**EXERCISES**
- a) Answer these from the passage on the Council case:
(i) In what month was the writer planning to run for City Council?
(ii) What title is given for the next installment?
(iii) Under the rule Ross proposed, what would the Council have the right to do if a member was convicted of a felony?
- b) Write what comes next in the passage on the Council case, picking up after its final sentence.

**TEXT SEGMENT**

--- START ---

Also, since I was planning to run for City Council the following November and knew my constituents would expect me to talk about the

case, I didn’t want to put myself in a position where I would have to worry that anything I said about my innocence and Sullivan’s frameup could be connected to the “evidence” and subject me to another arrest, jail time, and forfeiture of the bail bond. The third reason was that it seemed to me that they were asking me to give up my First Amendment rights which I would not do.

The action by McNeil put a lot of stress on my legal team which will be discussed in the next installment–What First Amendment?. At the same time, it opened the door for Council President Ross to dismiss the fact finder. Since the government was barring me from discussing

any of the evidence publicly, Ross reasoned that the fact finder would be similarly barred and therefore would have no ability to present

information to the Council about my alleged crime.  Looking ahead to the future, he proposed as part of the Council rules that if any Council member was convicted of a felony, the Council would have the right to meet and decide what action to take.

--- END ---

**LISTING**
--- START ---

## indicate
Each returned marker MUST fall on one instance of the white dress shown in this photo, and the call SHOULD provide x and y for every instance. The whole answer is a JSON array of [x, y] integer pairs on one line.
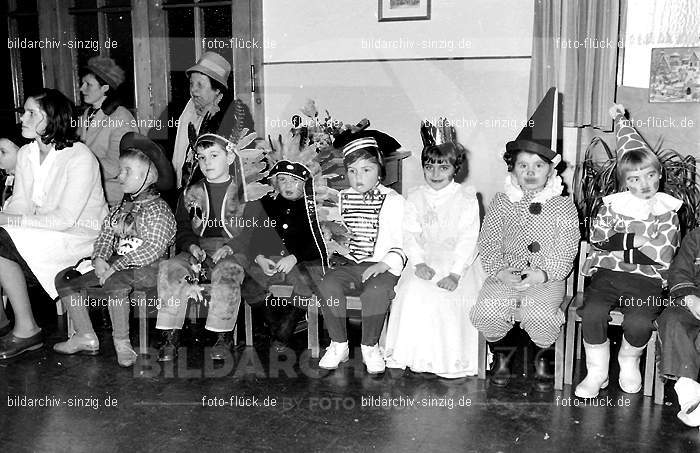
[[429, 328]]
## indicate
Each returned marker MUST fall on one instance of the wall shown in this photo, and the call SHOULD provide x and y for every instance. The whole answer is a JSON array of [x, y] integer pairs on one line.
[[328, 51]]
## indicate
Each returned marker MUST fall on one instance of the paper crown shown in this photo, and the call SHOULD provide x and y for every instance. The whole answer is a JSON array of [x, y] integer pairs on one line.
[[542, 133]]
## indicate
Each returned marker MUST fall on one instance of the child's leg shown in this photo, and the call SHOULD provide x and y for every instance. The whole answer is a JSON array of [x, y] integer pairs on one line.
[[225, 299], [600, 297], [73, 294], [541, 316], [172, 290], [644, 304], [493, 311], [678, 329], [118, 287], [377, 294], [333, 302]]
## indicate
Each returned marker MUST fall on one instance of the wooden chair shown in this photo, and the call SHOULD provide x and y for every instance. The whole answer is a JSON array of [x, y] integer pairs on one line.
[[558, 345], [574, 339]]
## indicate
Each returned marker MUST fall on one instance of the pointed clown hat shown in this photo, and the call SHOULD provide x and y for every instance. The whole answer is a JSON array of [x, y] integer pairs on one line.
[[542, 134], [233, 131]]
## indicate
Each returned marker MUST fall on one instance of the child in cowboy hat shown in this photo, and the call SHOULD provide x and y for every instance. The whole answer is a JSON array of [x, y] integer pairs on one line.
[[134, 237]]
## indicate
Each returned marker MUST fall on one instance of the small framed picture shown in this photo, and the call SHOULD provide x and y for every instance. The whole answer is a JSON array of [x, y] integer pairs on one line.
[[393, 10]]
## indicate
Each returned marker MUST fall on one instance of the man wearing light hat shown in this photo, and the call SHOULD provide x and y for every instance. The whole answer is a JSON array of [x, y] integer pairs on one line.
[[208, 87]]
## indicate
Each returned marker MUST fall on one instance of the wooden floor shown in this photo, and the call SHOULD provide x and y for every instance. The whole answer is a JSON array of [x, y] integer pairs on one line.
[[255, 401]]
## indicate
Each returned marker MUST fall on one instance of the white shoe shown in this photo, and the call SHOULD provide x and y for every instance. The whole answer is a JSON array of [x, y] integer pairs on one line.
[[688, 392], [597, 364], [630, 378], [372, 358], [126, 356], [335, 354]]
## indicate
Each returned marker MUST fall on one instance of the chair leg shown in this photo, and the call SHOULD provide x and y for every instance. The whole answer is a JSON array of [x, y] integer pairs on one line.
[[482, 356], [559, 360], [312, 330], [649, 366], [248, 325], [569, 353]]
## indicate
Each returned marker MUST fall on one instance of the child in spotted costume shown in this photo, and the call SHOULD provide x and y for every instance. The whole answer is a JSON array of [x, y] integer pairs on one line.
[[634, 238], [527, 244], [134, 237]]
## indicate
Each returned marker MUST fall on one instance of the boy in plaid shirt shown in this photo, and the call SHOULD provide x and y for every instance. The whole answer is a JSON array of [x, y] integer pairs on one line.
[[134, 236]]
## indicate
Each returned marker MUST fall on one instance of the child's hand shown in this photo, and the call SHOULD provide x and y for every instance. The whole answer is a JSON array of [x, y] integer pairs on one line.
[[449, 283], [374, 270], [223, 252], [108, 273], [533, 277], [197, 252], [268, 266], [424, 271], [286, 264], [100, 266]]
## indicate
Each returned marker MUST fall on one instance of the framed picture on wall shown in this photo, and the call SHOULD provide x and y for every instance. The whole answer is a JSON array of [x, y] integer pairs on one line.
[[675, 74], [393, 10]]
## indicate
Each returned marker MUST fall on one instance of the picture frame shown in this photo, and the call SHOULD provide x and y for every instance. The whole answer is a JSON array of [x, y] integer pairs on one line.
[[400, 10], [674, 75]]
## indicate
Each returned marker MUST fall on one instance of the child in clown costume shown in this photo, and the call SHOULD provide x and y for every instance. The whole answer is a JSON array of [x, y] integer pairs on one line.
[[633, 238]]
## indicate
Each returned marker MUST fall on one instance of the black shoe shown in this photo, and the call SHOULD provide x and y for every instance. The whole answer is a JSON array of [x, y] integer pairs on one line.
[[222, 347], [168, 348], [544, 379], [12, 346], [500, 372]]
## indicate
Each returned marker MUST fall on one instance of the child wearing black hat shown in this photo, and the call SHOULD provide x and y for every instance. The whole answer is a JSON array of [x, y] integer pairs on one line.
[[373, 214], [134, 237], [212, 235], [286, 246]]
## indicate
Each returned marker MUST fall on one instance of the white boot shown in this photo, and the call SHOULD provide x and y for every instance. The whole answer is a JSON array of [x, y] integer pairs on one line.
[[597, 363], [335, 354], [688, 392], [628, 358]]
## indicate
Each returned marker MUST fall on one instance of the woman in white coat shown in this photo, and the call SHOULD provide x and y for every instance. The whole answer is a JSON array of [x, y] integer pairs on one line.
[[54, 215]]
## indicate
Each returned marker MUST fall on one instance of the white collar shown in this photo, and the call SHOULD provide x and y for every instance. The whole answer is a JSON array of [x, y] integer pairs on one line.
[[552, 189], [631, 206]]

--- END ---

**ANSWERS PER TASK**
- a)
(i) November
(ii) What First Amendment?
(iii) Meet and decide what action to take

- b)
I supported Council President Ross’ position. Since he had dismissed the fact finder, I realized he needed something to appease those in

the court of public opinion who wanted my head. However, even if convicted I didn’t think that the Council had any authority to remove me from the Council. Under state law, only if convicted and sentenced to jail would I have to vacate the seat.  Nevertheless, the Council did remove me after my conviction.

An eminent, retired Boston lawyer, Chester Darling, based on his view that the Council had no legal right to remove me, volunteered to come

out of retirement to represent me and to challenge the Council’s action in federal court. Mark Wolf, Chief Justice of the Massachusetts

federal bench accepted the case but asked the Massachusetts Supreme Judicial Court (SJC) to give their opinion before he makes a ruling

since the case involves state election laws. We expect the SJC to have their hearing on the issue this October.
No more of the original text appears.